STAMFORD, Conn. — In the explosions that ripped through commuter trains and killed nearly 200 people in Spain last month, cell phones were used as detonating devices for some of the bombs.

Cell phone detonators are terrorists’ “obvious method of choice,” said Brynnen Hahn of Stamford, a retired U.S. Army intelligence officer and counterterrorism expert.

“If they’re trying it over there, they’re going to try it over here,” Hahn said. “You don’t try to reinvent the wheel every time you make a bomb.”

On Metro-North Railroad, security concerns have led to increased scrutiny of cell phones, which are among the most common items commuters leave behind on trains and in stations, said Michael Nolan, manager of the MTA Metro-North Lost & Found at Grand Central Terminal.

More than 2,000 phones and other items end up in the lost and found each year, Nolan said, and they are checked by bomb-sniffing dogs, X-ray machines and inspectors.

“You just can’t use enough caution,” said Nolan, who has headed the facility since 1998.

Most items are returned to their owners, but hundreds of unclaimed cell phones and other items languish in gray bins in the lost and found.

Abandoned cell phones are one of many concerns that MTA police deal with each day, Deputy Chief Sean McLaughlin said, but he knows of no instances in which officers have been confronted with one rigged to detonate explosives. All abandoned items are considered potential threats, he said.

“Those items that look suspicious are isolated, and we bring in a canine trained for bombs to (search) the item or package,” McLaughlin said.

**SOURCE DATA**
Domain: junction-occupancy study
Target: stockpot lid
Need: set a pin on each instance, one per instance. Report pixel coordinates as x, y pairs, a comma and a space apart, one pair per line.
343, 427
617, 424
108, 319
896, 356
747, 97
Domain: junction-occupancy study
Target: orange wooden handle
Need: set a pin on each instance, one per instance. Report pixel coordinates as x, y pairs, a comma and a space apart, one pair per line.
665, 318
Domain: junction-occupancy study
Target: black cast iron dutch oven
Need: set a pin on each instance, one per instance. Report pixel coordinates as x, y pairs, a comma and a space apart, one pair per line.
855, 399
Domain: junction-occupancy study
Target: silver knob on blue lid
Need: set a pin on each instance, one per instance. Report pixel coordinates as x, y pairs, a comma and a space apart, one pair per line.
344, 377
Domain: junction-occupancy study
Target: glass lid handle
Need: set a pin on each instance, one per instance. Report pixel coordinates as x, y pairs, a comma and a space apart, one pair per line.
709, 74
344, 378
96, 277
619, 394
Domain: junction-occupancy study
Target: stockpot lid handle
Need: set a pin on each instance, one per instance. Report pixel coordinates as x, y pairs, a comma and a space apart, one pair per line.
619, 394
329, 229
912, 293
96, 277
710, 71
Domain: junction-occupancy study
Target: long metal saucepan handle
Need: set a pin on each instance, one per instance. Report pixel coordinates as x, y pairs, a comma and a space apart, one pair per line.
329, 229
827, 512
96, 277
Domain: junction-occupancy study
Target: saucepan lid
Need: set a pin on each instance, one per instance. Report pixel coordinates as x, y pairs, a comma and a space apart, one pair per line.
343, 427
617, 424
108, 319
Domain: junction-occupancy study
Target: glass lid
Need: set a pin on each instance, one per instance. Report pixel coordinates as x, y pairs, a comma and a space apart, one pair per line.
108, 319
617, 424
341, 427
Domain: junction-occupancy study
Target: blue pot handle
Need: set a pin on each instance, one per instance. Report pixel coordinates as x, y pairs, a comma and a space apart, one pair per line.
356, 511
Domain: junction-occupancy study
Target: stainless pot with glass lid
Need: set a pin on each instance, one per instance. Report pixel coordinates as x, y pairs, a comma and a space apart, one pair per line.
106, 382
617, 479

**YOUR ASSIGNMENT**
How might the article on abandoned cell phones and bomb threats on Metro-North go on? Write its next few paragraphs, picking up after McLaughlin's quote about the bomb-trained canine. The entries have nothing to do with this.

**REPLY**
Less suspicious items found on trains, such as books, umbrellas and gloves — even oddities such as false teeth, an urn filled with ashes and an inflatable canoe — are hand-searched by MTA inspectors who scour the trains and stations. Conductors, coach cleaners and passengers also turn in items.

Since the Sept. 11, 2001, terror attacks, the railroad has adopted stricter measures for handling lost and abandoned items, Nolan said. The terminal’s parcel room — where travelers once left their luggage while they toured the city — has been shut down.

About 80 percent of the 18,000 items found each year are returned to their owners, Nolan said. Lost objects often are donated or thrown out after 90 days, though more valuable items can be kept up to three years.

Any object recovered is tagged according to when and where it was retrieved, including the number of the train or whether it was under a seat or on a luggage rack. The information is entered into desktop computer databases, though inspectors soon will get hand-held devices so it can be logged on the spot.

“We’re always finding strange things,” Metro-North spokesman Dan Brucker said. “Prosthetic limbs, glass eyeballs — you put it all together and you can almost get a whole human being.”